[Start of Listed records]

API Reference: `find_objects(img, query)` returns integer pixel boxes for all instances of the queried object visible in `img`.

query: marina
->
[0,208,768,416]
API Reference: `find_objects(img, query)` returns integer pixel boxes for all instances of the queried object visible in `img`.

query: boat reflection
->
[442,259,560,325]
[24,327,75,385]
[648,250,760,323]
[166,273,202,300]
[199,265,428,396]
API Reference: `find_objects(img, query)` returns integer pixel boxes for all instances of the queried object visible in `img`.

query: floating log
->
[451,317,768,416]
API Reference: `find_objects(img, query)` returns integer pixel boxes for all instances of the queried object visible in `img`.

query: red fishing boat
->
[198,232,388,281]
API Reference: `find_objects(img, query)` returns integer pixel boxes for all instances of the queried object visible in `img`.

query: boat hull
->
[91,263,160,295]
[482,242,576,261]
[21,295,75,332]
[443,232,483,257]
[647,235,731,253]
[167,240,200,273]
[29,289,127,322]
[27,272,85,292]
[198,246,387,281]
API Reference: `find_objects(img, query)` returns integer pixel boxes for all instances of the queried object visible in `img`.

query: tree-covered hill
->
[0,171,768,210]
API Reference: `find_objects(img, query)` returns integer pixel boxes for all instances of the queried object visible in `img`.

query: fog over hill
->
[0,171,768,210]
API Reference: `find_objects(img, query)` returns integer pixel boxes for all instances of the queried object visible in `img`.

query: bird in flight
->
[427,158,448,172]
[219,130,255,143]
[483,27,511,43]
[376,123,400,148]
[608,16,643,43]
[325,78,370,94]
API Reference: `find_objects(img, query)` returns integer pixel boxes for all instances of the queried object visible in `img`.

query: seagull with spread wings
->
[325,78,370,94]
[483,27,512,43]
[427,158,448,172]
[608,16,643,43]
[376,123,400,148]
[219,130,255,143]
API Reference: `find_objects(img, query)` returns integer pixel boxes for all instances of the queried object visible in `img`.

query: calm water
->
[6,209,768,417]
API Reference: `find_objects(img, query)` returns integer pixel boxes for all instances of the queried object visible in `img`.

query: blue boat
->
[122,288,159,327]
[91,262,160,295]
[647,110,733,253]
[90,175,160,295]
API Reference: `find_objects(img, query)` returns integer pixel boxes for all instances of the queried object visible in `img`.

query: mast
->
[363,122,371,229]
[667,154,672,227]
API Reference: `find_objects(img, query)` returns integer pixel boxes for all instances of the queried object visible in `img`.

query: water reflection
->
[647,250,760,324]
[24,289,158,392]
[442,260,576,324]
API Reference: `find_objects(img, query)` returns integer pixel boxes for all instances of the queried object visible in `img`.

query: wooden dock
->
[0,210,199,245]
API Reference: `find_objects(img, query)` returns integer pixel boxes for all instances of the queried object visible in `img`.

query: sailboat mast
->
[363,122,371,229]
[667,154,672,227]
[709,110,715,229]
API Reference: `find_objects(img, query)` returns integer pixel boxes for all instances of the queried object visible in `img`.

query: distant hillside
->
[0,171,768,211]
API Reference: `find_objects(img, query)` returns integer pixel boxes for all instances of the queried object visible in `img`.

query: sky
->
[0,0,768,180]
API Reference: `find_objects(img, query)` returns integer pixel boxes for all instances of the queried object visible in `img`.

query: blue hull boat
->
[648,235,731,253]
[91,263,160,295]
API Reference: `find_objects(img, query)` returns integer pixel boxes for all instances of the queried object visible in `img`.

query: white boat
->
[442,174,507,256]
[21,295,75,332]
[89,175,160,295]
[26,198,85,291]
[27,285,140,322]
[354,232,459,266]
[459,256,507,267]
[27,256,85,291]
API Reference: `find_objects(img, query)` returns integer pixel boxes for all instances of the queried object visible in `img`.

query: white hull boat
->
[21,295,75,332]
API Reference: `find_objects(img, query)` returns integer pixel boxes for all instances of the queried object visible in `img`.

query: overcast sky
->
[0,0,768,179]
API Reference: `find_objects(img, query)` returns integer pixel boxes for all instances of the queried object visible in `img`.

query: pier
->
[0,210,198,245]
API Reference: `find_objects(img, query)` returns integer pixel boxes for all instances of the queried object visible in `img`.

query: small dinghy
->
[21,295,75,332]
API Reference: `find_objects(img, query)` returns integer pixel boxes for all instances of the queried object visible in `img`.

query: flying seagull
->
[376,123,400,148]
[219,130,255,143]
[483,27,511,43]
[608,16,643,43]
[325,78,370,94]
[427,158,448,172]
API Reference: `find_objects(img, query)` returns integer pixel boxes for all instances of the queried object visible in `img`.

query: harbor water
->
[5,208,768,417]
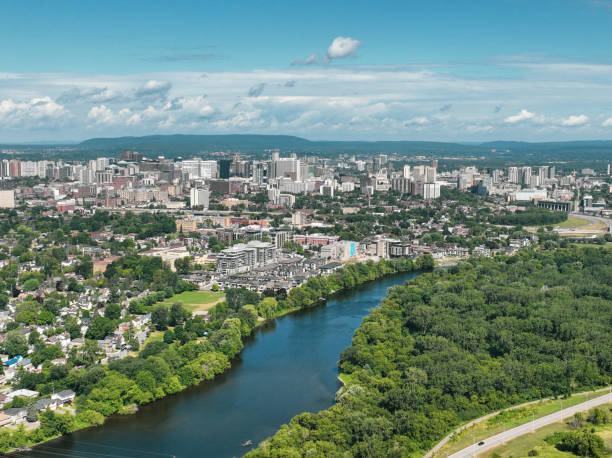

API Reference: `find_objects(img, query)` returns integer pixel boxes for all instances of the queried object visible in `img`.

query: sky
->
[0,0,612,143]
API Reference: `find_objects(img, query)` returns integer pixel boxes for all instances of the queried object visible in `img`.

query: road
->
[449,392,612,458]
[570,213,612,232]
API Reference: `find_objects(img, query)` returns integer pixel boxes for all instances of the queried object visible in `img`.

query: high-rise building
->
[521,167,531,186]
[189,188,210,210]
[508,167,520,183]
[0,189,15,208]
[268,157,301,181]
[219,159,232,180]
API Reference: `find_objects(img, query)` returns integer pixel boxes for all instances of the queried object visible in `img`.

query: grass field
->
[557,216,591,228]
[435,391,608,457]
[161,291,225,312]
[477,404,612,458]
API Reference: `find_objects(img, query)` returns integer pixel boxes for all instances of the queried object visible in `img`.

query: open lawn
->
[161,291,225,312]
[478,404,612,458]
[557,216,591,228]
[435,391,608,457]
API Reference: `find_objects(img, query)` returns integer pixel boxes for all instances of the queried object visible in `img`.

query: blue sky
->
[0,0,612,142]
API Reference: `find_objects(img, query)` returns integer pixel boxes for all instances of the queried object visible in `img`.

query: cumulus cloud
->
[57,87,121,103]
[134,80,172,99]
[404,116,429,126]
[7,61,612,141]
[164,95,216,119]
[561,115,589,127]
[291,54,319,65]
[327,37,361,59]
[504,108,535,124]
[247,83,266,97]
[0,97,70,128]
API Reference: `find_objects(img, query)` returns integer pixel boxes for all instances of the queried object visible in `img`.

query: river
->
[19,273,417,458]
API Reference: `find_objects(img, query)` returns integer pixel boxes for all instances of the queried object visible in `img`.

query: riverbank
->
[13,260,430,454]
[248,246,612,458]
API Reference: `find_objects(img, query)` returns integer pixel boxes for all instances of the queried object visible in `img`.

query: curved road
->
[449,390,612,458]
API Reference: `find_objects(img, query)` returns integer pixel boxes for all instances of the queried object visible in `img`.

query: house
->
[34,398,57,412]
[0,412,13,427]
[51,390,76,405]
[7,388,40,401]
[17,358,34,372]
[4,407,28,423]
[4,355,23,367]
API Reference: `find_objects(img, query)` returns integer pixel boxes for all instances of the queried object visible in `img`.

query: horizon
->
[0,0,612,144]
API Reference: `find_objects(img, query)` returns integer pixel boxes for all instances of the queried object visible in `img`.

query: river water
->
[20,274,416,458]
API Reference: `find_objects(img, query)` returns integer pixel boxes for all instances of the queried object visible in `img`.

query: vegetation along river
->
[17,273,418,458]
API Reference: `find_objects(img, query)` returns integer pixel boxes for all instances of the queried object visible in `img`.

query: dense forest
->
[0,255,433,452]
[248,246,612,458]
[489,208,567,226]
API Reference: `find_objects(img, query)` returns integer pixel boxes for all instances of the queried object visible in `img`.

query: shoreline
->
[13,262,426,455]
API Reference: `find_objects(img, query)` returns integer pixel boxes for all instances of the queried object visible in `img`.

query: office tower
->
[269,158,301,181]
[218,159,232,180]
[508,167,519,183]
[189,188,210,209]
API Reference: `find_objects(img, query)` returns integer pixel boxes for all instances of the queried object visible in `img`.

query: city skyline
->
[0,0,612,143]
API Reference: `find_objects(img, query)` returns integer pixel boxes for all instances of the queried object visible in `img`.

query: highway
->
[449,392,612,458]
[570,213,612,232]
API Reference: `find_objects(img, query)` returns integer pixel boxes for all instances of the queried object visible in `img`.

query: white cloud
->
[291,54,319,65]
[165,95,216,118]
[87,105,118,124]
[404,116,429,126]
[57,87,121,103]
[0,61,612,141]
[247,83,266,97]
[327,37,361,59]
[0,97,70,128]
[561,115,589,127]
[504,108,535,124]
[134,80,172,99]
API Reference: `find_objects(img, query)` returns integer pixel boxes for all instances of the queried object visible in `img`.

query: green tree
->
[4,331,28,357]
[151,305,169,331]
[104,304,121,320]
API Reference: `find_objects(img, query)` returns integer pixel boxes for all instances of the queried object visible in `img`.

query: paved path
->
[570,213,612,232]
[449,392,612,458]
[423,387,612,458]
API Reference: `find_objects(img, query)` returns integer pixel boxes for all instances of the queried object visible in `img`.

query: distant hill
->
[0,134,612,166]
[77,135,487,154]
[78,134,312,154]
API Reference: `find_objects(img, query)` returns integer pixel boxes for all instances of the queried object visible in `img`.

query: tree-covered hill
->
[248,247,612,457]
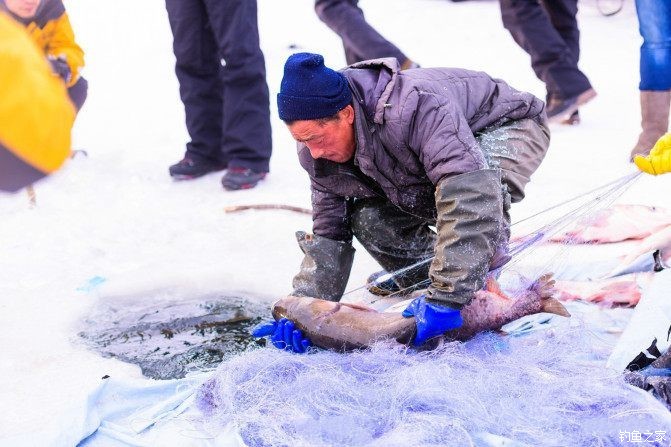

[End of Listed records]

*What you need to do:* How many lines in the entries above contain the string "seagull"? Case counts, and the reply should be the number alone.

*Correct output:* 2